The problem:
Begin at the line that contains "blue car, one" and repeat every line from there to the end of the records below, inclusive, without adding any other line.

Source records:
□ □ □

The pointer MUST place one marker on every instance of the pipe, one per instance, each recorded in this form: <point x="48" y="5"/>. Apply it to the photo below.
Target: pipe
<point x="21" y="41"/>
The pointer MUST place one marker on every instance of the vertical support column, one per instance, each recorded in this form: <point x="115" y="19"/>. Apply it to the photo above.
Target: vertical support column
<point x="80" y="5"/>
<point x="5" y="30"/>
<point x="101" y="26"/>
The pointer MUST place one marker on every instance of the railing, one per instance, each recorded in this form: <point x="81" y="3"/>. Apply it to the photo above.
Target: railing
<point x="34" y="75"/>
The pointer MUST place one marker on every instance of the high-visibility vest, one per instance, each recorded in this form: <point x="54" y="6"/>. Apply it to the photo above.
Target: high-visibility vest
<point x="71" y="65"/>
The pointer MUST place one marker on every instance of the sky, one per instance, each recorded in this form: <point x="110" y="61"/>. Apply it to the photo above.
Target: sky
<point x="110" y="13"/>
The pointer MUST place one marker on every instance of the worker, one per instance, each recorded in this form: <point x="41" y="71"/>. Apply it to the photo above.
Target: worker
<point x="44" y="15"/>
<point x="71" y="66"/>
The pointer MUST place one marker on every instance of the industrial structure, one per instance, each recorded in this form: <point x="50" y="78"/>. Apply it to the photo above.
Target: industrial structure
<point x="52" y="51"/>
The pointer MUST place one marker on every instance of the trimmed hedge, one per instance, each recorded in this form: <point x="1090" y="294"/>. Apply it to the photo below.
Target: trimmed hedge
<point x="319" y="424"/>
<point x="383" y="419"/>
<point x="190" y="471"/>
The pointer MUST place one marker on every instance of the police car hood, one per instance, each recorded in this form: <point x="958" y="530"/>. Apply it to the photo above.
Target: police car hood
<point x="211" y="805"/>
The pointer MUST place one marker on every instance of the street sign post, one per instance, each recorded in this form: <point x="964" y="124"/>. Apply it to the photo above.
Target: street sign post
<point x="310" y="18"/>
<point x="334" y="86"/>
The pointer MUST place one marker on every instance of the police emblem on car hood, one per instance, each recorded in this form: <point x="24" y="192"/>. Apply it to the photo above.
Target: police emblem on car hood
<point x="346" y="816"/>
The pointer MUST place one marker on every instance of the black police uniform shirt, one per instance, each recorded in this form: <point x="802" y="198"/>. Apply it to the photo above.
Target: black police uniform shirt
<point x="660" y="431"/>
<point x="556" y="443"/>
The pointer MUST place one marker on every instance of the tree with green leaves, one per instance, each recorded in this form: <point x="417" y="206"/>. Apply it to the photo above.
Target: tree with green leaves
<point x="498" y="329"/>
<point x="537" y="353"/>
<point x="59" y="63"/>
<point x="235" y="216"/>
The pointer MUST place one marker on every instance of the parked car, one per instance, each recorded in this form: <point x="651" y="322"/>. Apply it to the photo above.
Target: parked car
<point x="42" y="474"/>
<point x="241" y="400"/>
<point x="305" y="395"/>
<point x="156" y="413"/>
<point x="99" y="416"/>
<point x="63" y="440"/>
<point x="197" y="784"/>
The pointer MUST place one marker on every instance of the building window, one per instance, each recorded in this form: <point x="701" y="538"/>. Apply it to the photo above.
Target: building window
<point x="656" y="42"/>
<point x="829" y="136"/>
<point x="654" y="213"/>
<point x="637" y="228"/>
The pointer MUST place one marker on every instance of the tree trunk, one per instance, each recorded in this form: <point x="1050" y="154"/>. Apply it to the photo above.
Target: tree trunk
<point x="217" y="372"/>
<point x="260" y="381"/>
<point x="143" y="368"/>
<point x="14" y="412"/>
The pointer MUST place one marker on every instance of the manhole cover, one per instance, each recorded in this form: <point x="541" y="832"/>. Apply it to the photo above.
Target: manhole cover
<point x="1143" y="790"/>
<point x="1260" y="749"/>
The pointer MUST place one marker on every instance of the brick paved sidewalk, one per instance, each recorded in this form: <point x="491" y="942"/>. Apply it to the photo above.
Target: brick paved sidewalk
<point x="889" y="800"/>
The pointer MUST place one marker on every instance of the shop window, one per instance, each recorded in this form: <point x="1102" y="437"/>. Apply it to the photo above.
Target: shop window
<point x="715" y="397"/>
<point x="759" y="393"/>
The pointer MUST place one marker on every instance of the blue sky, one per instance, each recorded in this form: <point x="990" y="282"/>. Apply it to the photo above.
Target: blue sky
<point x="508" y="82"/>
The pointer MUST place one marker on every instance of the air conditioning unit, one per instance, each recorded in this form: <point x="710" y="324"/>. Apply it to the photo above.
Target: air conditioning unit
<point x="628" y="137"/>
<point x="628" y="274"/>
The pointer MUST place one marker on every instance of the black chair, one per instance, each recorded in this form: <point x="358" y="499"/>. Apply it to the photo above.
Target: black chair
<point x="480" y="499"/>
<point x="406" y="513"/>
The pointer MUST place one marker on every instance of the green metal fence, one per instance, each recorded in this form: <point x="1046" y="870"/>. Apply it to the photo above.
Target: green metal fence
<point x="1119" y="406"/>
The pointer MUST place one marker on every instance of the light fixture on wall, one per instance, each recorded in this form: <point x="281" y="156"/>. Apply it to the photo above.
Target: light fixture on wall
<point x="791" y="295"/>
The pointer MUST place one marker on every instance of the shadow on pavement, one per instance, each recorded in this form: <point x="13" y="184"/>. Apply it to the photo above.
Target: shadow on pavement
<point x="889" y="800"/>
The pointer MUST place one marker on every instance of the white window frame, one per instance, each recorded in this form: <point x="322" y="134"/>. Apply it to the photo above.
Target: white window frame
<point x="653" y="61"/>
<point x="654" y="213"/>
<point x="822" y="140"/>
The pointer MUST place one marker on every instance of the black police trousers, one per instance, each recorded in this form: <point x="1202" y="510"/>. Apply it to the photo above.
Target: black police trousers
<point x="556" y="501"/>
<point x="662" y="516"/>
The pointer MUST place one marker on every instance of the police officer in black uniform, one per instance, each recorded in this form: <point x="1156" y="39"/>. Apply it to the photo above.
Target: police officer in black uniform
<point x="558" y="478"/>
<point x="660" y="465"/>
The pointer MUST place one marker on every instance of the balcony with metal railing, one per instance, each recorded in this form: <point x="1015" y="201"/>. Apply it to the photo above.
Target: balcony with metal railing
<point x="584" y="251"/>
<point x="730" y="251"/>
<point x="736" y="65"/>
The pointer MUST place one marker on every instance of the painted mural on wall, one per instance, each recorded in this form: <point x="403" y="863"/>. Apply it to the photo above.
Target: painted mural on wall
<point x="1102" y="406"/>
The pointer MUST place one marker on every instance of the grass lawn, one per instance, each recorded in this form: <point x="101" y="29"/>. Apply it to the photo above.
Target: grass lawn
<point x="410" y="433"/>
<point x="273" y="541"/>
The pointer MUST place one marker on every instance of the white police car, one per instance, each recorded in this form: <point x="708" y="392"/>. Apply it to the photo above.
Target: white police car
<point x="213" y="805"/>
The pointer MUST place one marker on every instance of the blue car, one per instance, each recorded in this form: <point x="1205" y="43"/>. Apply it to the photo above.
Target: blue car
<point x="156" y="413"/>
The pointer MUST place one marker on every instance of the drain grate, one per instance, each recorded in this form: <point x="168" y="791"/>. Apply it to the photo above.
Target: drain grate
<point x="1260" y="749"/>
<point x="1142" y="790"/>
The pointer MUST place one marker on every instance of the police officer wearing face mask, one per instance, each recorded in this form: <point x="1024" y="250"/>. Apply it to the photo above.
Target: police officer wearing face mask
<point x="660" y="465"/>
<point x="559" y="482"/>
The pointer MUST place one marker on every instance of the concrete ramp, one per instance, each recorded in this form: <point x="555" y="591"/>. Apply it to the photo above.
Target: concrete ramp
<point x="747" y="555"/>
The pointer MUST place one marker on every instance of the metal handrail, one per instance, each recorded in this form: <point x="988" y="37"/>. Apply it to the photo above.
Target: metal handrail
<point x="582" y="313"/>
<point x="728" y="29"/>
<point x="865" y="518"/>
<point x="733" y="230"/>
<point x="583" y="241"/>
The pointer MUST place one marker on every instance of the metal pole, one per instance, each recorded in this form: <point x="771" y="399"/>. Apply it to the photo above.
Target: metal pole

□ □ □

Exercise response:
The pointer MUST place one marker on every instance of the blue car, one per instance, each recorded in this form: <point x="1205" y="43"/>. Apply it to the photo above.
Target: blue car
<point x="156" y="413"/>
The pointer MUST place one marker on every instance of the drain grate, one per instance, each recorded in this form: <point x="168" y="791"/>. Apply it to the photo above.
Target: drain grate
<point x="1260" y="749"/>
<point x="1142" y="790"/>
The pointer MUST place one marker on every instance of the police officer wearing face mask, one per instance, each recorded in this form: <point x="1024" y="250"/>. Apply it to the photo above.
Target: police officer wearing face mask
<point x="660" y="465"/>
<point x="559" y="482"/>
The pointer MUST place one marker on every instance of the concrete ramp, one per instance, each recorded in this form: <point x="555" y="591"/>. Apply it to the photo above.
Target: concrete ramp
<point x="747" y="555"/>
The pointer MUST place one marker on every instance of the metal handrail, one per instance, each recorded in this form: <point x="988" y="37"/>. Apply it to the photo above.
Target: metal handrail
<point x="582" y="313"/>
<point x="728" y="29"/>
<point x="865" y="518"/>
<point x="733" y="230"/>
<point x="583" y="241"/>
The pointer MUST place one marker on every instance of the metal pole, one per instance, each recorded in this form: <point x="771" y="399"/>. Apply it to the photo above.
Target: metal pole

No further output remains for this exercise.